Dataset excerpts
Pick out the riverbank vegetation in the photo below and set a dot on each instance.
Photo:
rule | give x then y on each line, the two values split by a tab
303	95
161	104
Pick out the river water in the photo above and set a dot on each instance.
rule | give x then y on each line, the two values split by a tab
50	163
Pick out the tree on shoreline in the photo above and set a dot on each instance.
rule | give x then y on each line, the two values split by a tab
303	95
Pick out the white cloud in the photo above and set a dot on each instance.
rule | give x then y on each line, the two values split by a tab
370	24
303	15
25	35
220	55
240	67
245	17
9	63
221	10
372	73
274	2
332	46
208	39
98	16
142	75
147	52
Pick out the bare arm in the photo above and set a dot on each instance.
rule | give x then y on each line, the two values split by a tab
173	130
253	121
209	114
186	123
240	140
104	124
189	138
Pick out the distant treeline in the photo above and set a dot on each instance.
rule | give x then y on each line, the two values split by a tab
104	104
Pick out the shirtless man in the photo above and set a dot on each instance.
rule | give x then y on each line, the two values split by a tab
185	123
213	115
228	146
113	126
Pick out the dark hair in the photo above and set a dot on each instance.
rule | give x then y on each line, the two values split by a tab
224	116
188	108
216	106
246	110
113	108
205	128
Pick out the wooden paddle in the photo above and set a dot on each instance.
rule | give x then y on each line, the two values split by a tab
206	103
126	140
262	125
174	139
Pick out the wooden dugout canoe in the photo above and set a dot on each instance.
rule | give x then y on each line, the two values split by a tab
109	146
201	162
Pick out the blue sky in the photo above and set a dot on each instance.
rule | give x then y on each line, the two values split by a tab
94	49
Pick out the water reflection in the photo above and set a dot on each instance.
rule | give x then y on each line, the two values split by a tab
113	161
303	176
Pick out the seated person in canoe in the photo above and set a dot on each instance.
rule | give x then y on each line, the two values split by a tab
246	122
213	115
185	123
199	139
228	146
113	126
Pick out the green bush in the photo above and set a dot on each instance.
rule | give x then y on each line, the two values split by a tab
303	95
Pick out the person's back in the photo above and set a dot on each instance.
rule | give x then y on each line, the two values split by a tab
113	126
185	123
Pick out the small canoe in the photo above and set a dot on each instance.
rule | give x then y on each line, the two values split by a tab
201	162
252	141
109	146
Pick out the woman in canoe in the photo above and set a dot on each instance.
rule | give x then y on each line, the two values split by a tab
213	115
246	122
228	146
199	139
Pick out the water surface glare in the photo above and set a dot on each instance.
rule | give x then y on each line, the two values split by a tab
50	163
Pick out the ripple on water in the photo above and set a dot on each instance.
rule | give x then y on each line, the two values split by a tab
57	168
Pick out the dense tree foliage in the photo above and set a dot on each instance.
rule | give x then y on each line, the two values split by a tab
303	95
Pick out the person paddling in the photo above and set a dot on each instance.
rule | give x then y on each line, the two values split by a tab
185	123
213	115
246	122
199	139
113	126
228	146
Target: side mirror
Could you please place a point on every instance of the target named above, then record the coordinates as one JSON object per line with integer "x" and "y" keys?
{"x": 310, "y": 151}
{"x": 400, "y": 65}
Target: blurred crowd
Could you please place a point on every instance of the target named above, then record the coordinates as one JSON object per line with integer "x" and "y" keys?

WORK TO BE COMPLETED: An exact reproduction of all the entries above is the expected answer.

EXERCISE SOLUTION:
Pick out the riverbank vegetation in the photo below and set a dot on each instance.
Photo:
rule | give x then y on each line, the two values split by a tab
303	95
161	104
Pick out the river water in the photo above and set a dot on each instance.
rule | give x then y on each line, the two values split by a tab
50	163
Pick out the tree on shoreline in the photo above and set a dot on each instance.
rule | give x then y on each line, the two values split by a tab
303	95
Pick out the white cloud in the photo above and set a dot on each instance.
rule | give x then y on each line, the two values split by a tab
370	24
303	15
25	35
220	55
240	67
245	17
9	63
221	10
372	73
274	2
332	46
208	39
98	16
142	75
147	52
Pick out the bare arm in the photo above and set a dot on each instance.
rule | give x then y on each line, the two values split by a tab
173	130
253	121
209	114
186	123
240	140
104	124
189	138
Pick out the distant treeline in the photo above and set a dot on each instance.
rule | give x then y on each line, the two values split by a tab
104	104
Pick out the shirtless man in the photo above and set a dot on each instance.
rule | give x then y on each line, the two values split by a tab
185	123
213	115
228	146
113	126
Pick out the dark hair in the photo above and set a dot on each instance.
rule | give x then y on each line, the two values split by a tab
224	116
188	108
216	106
246	110
113	108
205	128
Pick out the wooden paddle in the photo above and set a dot on each instance.
rule | give x then y on each line, the two values split by a tab
206	103
126	140
262	125
174	139
Pick out the wooden dugout canoe in the photo above and set a dot on each instance.
rule | give x then y on each line, the two values split by a tab
109	146
201	162
Pick out the blue sky in the photo above and set a dot on each instance.
rule | give x then y on each line, the two values split by a tab
94	49
Pick out the water reflection in the photo above and set a dot on each instance.
rule | give x then y on each line, the two values split by a tab
113	161
303	176
Pick out the seated person in canoe in the photo above and set a dot on each instance.
rule | give x then y on each line, the two values split by a tab
246	122
213	115
185	123
199	139
228	146
113	126
Pick out the green bush in the photo above and set a dot on each instance.
rule | give x then y on each line, the two values split by a tab
303	95
Pick out the person's back in the photo above and set a dot on each instance.
rule | give x then y on each line, the two values split by a tab
113	126
185	123
Pick out the small canoe in the photo above and set a dot on each instance.
rule | give x then y on each line, the two values split by a tab
201	162
252	141
109	146
Pick out the woman in canoe in the photo above and set a dot on each instance.
rule | give x then y on each line, the two values split by a tab
213	115
246	122
228	146
199	139
Pick out the water surface glare in the photo above and set a dot on each instance.
rule | give x then y on each line, the two values split by a tab
50	163
Pick out the ripple on water in the photo above and set a dot on each instance.
rule | give x then y on each line, the two values split by a tab
57	168
Pick out the dense tree foliage in the photo above and set a dot on each instance.
rule | give x then y on each line, the two values split by a tab
303	95
Pick out the person paddling in the photo above and set a dot on each instance.
rule | give x then y on each line, the two values split by a tab
185	123
213	115
246	122
199	139
113	126
228	146
Target: side mirror
Could you please place a point on every instance of the target named above, then record the coordinates as one JSON object per line with integer "x" and "y" keys?
{"x": 310, "y": 151}
{"x": 400, "y": 65}
Target: blurred crowd
Could you please place a point on every instance of the target named above, then record the coordinates as one JSON object per line with integer "x" and "y" keys?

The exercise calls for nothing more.